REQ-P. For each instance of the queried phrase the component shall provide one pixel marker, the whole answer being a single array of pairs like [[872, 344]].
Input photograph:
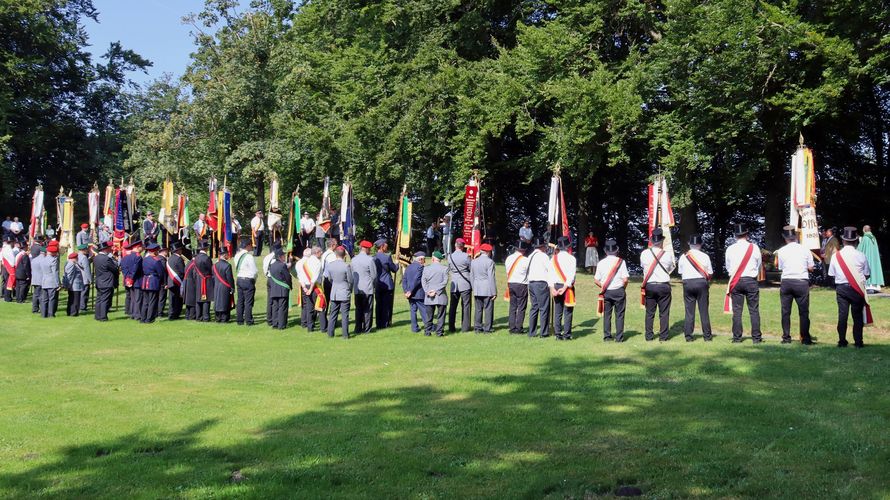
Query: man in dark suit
[[107, 273], [385, 284], [412, 285]]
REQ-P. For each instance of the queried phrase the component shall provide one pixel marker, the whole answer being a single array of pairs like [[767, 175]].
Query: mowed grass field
[[187, 410]]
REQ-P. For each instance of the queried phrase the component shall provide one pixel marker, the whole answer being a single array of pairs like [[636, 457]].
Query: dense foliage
[[426, 92]]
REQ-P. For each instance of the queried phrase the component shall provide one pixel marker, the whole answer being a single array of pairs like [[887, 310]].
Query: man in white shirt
[[796, 264], [611, 276], [743, 262], [696, 271], [245, 278], [563, 289], [267, 262], [517, 286], [540, 278], [257, 232], [658, 264], [850, 269]]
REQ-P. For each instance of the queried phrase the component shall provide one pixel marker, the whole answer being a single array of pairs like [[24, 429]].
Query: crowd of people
[[334, 288]]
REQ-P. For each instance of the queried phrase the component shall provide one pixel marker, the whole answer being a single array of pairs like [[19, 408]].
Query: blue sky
[[152, 28]]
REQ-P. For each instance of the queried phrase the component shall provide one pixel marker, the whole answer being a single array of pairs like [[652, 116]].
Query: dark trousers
[[73, 306], [614, 301], [562, 314], [435, 319], [339, 308], [202, 311], [383, 307], [21, 291], [464, 299], [518, 305], [175, 305], [49, 302], [149, 299], [278, 306], [416, 306], [658, 295], [246, 294], [103, 303], [484, 314], [85, 296], [36, 294], [849, 302], [795, 291], [746, 290], [364, 312], [539, 293], [696, 291]]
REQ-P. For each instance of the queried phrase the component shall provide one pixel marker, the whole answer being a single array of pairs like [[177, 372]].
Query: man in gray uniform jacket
[[484, 288], [461, 288], [364, 278], [434, 280], [340, 275]]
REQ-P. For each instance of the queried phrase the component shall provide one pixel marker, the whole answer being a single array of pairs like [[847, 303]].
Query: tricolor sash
[[652, 266], [736, 276], [509, 274], [570, 292], [857, 283], [601, 299], [697, 265]]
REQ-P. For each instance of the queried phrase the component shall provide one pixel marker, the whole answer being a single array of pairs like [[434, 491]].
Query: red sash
[[570, 292], [601, 299], [649, 272], [509, 274], [727, 308], [854, 283], [697, 265]]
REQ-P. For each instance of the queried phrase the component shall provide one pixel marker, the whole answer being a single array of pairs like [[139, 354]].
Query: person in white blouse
[[796, 264], [695, 270], [743, 262], [850, 272], [540, 278], [658, 263], [611, 276]]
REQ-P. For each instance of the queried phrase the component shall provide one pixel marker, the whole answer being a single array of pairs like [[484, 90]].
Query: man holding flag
[[850, 270]]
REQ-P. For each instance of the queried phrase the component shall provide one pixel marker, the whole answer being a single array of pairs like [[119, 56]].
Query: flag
[[347, 214]]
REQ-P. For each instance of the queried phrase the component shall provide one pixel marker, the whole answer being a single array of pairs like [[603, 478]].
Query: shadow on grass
[[767, 421]]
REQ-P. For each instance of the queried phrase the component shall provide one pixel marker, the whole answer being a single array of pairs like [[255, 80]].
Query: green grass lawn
[[125, 410]]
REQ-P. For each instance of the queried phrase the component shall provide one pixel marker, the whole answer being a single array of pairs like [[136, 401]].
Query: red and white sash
[[736, 275], [857, 283]]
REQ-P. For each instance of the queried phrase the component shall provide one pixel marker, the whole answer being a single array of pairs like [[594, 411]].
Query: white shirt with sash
[[688, 271]]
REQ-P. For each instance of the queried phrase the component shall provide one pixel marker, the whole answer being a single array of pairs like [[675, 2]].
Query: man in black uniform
[[203, 283], [279, 289], [107, 273], [175, 275]]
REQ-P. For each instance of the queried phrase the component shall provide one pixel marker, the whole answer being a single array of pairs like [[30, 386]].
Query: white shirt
[[307, 224], [246, 267], [855, 261], [567, 264], [539, 268], [688, 271], [794, 261], [667, 261], [256, 224], [267, 261], [734, 255], [605, 267], [520, 273]]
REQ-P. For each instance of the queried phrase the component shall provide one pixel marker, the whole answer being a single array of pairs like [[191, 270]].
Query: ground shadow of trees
[[765, 422]]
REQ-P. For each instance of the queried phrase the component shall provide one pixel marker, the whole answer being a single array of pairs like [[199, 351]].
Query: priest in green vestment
[[869, 246]]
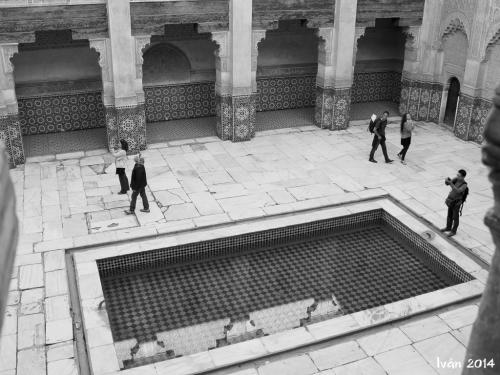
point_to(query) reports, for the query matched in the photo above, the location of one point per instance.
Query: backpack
(371, 126)
(464, 197)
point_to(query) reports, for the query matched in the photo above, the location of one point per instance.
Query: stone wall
(173, 102)
(58, 88)
(287, 68)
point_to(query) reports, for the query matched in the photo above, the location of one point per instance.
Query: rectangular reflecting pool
(195, 297)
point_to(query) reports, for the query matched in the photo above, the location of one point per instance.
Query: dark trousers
(375, 144)
(453, 216)
(405, 142)
(122, 176)
(133, 200)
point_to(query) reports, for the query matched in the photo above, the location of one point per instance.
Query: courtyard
(69, 201)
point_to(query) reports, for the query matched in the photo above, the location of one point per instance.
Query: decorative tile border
(376, 86)
(333, 108)
(10, 134)
(421, 99)
(96, 322)
(56, 113)
(275, 93)
(480, 111)
(463, 116)
(235, 117)
(173, 102)
(127, 123)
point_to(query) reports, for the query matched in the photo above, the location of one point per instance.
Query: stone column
(485, 336)
(125, 118)
(421, 89)
(8, 231)
(257, 37)
(10, 128)
(466, 101)
(235, 100)
(141, 42)
(358, 34)
(335, 68)
(411, 86)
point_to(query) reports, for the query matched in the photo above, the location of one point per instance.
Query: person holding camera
(120, 155)
(454, 201)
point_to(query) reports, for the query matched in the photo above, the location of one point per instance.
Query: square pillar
(235, 97)
(335, 68)
(10, 128)
(124, 107)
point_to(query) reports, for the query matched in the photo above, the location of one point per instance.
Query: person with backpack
(120, 155)
(378, 128)
(138, 183)
(455, 200)
(407, 127)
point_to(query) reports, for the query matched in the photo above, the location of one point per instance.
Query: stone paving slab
(203, 182)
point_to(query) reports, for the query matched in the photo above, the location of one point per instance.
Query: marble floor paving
(69, 200)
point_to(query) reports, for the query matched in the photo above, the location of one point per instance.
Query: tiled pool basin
(238, 285)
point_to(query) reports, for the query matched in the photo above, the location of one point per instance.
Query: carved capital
(221, 38)
(101, 46)
(141, 42)
(325, 45)
(257, 37)
(358, 34)
(412, 34)
(7, 52)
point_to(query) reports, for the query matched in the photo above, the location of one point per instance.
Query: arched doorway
(179, 84)
(378, 69)
(452, 101)
(59, 94)
(287, 65)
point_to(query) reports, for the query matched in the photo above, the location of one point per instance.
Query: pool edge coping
(359, 321)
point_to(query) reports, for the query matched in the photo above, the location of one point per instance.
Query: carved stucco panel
(221, 38)
(359, 33)
(8, 51)
(101, 46)
(325, 45)
(141, 42)
(257, 37)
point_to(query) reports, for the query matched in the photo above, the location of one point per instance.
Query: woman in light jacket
(120, 155)
(407, 127)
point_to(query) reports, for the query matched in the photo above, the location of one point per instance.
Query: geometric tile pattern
(480, 112)
(71, 111)
(332, 110)
(235, 117)
(277, 93)
(376, 86)
(356, 269)
(422, 100)
(62, 142)
(10, 134)
(172, 102)
(463, 116)
(127, 123)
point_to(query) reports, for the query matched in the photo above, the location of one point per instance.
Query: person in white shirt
(120, 155)
(407, 127)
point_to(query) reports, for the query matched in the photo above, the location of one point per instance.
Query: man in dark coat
(138, 184)
(379, 138)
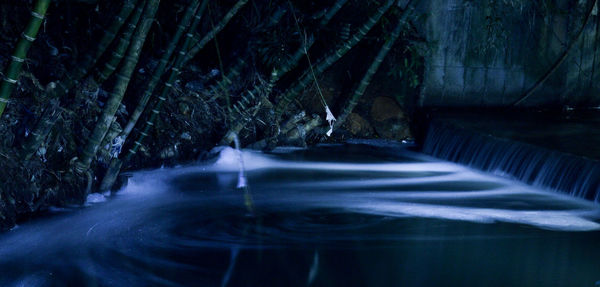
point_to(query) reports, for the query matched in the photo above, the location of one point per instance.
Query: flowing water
(345, 215)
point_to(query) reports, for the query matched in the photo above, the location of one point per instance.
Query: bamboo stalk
(73, 77)
(366, 80)
(121, 48)
(46, 122)
(196, 47)
(277, 74)
(326, 62)
(11, 76)
(116, 96)
(116, 164)
(162, 64)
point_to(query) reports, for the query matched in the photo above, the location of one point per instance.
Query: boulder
(385, 108)
(358, 126)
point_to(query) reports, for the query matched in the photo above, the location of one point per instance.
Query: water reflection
(387, 217)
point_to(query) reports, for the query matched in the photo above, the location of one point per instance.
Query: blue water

________________________

Return verbatim the lines of the records above, starting with the line that contains "like [[767, 175]]." and going on through the line that contains "[[334, 288]]", both included.

* [Task answer]
REQ-P. For each instance of the queried phrase the component shall provide one pixel marker, the whole answer being a single array of pairs like [[767, 175]].
Query: mowed grass field
[[187, 410]]
REQ-P. For each instance of the queried phrase the component shall provide one pixel marker, the whole answer being a single array of pairs like [[636, 457]].
Query: dense foliage
[[426, 92]]
REQ-P. For each instance of the queried phrase the component shall provide one pixel marker, the whole answer being a single array of pairs like [[887, 310]].
Query: man in white shirt
[[796, 264], [611, 276], [743, 262], [696, 271], [245, 278], [563, 289], [267, 262], [517, 286], [540, 278], [257, 232], [658, 264], [850, 269]]
REQ-P. For each instance of the queried phrase the component shall provide one pixel marker, the whole answer being a single array of pairs like [[24, 429]].
Query: crowd of people
[[334, 288]]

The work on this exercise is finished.